* **REQUIRED WORK**
Quote the full listing word for word.

*** SUPPLIED MATERIAL ***

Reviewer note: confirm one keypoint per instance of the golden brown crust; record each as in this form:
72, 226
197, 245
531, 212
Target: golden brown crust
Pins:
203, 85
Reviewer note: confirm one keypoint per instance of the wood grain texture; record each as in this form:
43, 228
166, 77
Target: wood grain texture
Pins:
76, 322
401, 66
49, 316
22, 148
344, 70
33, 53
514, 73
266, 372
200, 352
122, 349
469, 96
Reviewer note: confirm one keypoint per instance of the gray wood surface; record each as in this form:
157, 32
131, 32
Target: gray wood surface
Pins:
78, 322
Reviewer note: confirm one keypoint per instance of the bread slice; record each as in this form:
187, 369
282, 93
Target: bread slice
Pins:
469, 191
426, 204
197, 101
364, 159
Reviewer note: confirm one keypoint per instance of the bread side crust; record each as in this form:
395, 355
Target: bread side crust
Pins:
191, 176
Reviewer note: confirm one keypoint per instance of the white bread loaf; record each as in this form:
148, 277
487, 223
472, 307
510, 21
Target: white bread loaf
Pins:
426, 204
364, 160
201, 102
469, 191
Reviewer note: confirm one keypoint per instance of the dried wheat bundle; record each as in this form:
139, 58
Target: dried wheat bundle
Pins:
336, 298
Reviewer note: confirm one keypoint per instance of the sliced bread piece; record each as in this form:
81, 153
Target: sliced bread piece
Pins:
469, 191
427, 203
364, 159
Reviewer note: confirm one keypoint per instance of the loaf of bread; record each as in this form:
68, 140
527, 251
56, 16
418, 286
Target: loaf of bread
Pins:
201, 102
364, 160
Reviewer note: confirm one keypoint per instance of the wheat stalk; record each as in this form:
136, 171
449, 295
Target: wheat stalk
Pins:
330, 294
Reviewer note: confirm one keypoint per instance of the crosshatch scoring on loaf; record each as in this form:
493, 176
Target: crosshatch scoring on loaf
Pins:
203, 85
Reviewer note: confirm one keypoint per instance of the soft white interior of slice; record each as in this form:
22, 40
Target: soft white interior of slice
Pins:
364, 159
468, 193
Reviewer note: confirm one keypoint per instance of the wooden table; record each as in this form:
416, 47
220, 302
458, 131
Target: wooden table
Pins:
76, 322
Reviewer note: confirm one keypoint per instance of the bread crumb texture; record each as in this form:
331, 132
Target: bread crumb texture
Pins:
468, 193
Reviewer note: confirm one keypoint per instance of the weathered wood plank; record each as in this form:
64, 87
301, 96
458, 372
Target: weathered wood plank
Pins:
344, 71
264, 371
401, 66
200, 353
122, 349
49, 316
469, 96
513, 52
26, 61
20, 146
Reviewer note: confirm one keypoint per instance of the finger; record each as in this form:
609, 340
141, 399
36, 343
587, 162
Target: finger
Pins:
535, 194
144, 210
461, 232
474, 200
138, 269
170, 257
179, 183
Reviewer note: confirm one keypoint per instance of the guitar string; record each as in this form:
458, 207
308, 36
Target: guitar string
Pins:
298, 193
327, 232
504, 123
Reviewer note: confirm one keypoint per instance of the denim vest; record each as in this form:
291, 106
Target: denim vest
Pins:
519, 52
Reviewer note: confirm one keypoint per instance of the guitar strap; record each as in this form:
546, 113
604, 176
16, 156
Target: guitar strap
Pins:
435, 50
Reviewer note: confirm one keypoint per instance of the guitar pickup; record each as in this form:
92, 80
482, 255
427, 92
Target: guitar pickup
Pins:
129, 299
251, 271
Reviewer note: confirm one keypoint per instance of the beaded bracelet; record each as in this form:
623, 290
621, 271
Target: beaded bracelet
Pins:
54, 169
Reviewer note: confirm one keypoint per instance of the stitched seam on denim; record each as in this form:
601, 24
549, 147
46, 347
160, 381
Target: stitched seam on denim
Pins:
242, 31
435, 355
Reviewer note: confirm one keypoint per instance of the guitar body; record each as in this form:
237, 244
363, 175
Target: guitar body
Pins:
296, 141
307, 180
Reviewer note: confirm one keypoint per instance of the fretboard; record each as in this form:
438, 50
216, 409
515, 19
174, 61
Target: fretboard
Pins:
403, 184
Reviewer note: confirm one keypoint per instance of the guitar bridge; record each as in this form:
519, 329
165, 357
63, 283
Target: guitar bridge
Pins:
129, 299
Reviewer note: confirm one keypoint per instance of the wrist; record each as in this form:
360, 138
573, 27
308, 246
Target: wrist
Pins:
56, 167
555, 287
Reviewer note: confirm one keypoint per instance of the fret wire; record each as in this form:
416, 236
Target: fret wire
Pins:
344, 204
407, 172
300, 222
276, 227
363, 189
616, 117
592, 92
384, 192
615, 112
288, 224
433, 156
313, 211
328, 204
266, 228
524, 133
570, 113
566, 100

***

* **SOLUTION TO THIS TASK**
Reviewer note: confirm one keypoint per instance of the golden brown crust; record each as in this form:
72, 226
197, 245
531, 212
Target: golden brown crust
Pins:
203, 85
Reviewer note: confirm one keypoint per instance of the wood grain texture; record each as in this form:
43, 228
166, 77
Target: wood grain texture
Pins:
76, 322
401, 66
49, 316
22, 148
344, 70
33, 53
514, 73
266, 372
200, 352
122, 349
469, 96
Reviewer note: confirm one keypoint per instance of the gray wood surface; record each as in this form:
157, 32
131, 32
Target: gray wood surface
Pins:
78, 322
Reviewer note: confirm one keypoint per instance of the bread slice; record each as in this form:
187, 369
282, 93
Target: bread slice
Pins:
469, 191
426, 204
197, 101
364, 159
Reviewer note: confirm one keypoint per instance of the bread side crust; record each as in this form:
395, 355
Target: bread side crust
Pins:
191, 176
Reviewer note: confirm one keypoint per instance of the white bread loaf; record each as in this form:
148, 277
487, 223
472, 307
510, 21
Target: white bread loaf
Pins:
426, 204
364, 160
201, 102
469, 191
Reviewer note: confirm one keypoint per instance of the dried wheat bundle; record each as in this form:
139, 58
Target: dried wheat bundle
Pins:
336, 298
Reviewer note: confirm one keypoint per instance of the sliced bread piece; record each as in this form:
81, 153
Target: sliced bread piece
Pins:
469, 191
427, 203
364, 159
Reviewer note: confirm one keypoint per instance of the loaf of bread; record each as in this form:
68, 140
527, 251
56, 16
418, 286
Target: loaf of bread
Pins:
201, 102
364, 160
Reviewer note: confirm one keypoint per instance of the wheat stalk; record each as in this form:
136, 171
449, 295
Target: wheat stalk
Pins:
330, 294
Reviewer note: confirm one keypoint per instance of the crosshatch scoring on loaf; record each as in this form:
493, 176
Target: crosshatch scoring on loaf
Pins:
203, 85
Reviewer note: confirm one keypoint per instance of the soft white interior of slice; record each as in this form:
22, 40
Target: soft white interior of slice
Pins:
364, 159
468, 193
Reviewer note: confirm one keypoint per instance of the wooden table; record each as in this form:
416, 47
220, 302
458, 131
Target: wooden table
Pins:
76, 322
Reviewer note: confirm one keypoint per instance of the bread crumb texture; record each as in this form:
331, 132
Target: bread crumb texture
Pins:
468, 193
Reviewer note: confirm one keypoint per instance of the weathered wood plank; record each as in this form:
64, 87
301, 96
458, 372
Target: weathered wood plank
Pins:
344, 71
264, 371
401, 66
200, 353
122, 349
49, 316
469, 96
513, 52
26, 61
20, 146
Reviewer note: confirm one keypoint per instance of the finger; record each as in this form:
609, 340
141, 399
36, 343
587, 162
Target: finger
Pins:
535, 194
144, 210
461, 232
474, 200
138, 269
170, 257
179, 183
Reviewer note: confirm one keypoint per instance of the guitar string; record each as in this form:
458, 207
308, 36
Target: guitar string
Pins:
298, 193
327, 232
504, 123
Reviewer note: confirm one keypoint per instance of the denim vest; record each as in this form:
291, 106
Target: denim vest
Pins:
519, 52
Reviewer note: confirm one keypoint per instance of the guitar strap; record each as in this form:
546, 113
604, 176
16, 156
Target: guitar strap
Pins:
435, 50
Reviewer note: confirm one keypoint per instance of the guitar pickup; record each as in this form:
92, 80
482, 255
427, 92
Target: guitar pickup
Pins:
129, 299
251, 271
Reviewer note: confirm one keypoint per instance of the beaded bracelet; record each as in this form:
623, 290
621, 271
Target: beaded bracelet
Pins:
54, 169
Reviewer note: confirm one keypoint per instance of the stitched seam on denim; record each as in this form:
601, 24
549, 147
46, 347
160, 381
Target: stitched seam on denim
Pins:
242, 31
435, 355
Reviewer note: confirm one keypoint per instance of the guitar body; record each as in this form:
237, 244
363, 175
Target: guitar body
Pins:
296, 141
307, 180
Reviewer note: confirm one keypoint per instance of the fretboard; record each as in this form:
438, 50
216, 409
515, 19
174, 61
Target: fretboard
Pins:
403, 184
Reviewer note: confirm one keypoint per instance of the guitar bridge; record each as in this form:
519, 329
165, 357
63, 283
Target: guitar bridge
Pins:
129, 299
Reviewer note: confirm one keypoint per instance of the wrist; record each as in this form:
360, 138
573, 27
308, 246
Target: wrist
Pins:
56, 167
555, 287
Reviewer note: confirm one keypoint per instance of the fret wire; record each as in this form:
416, 236
Target: fret wire
Pins:
344, 204
407, 172
300, 222
276, 227
363, 189
616, 117
592, 92
384, 192
615, 112
288, 224
433, 156
313, 211
328, 204
266, 228
524, 133
570, 113
566, 100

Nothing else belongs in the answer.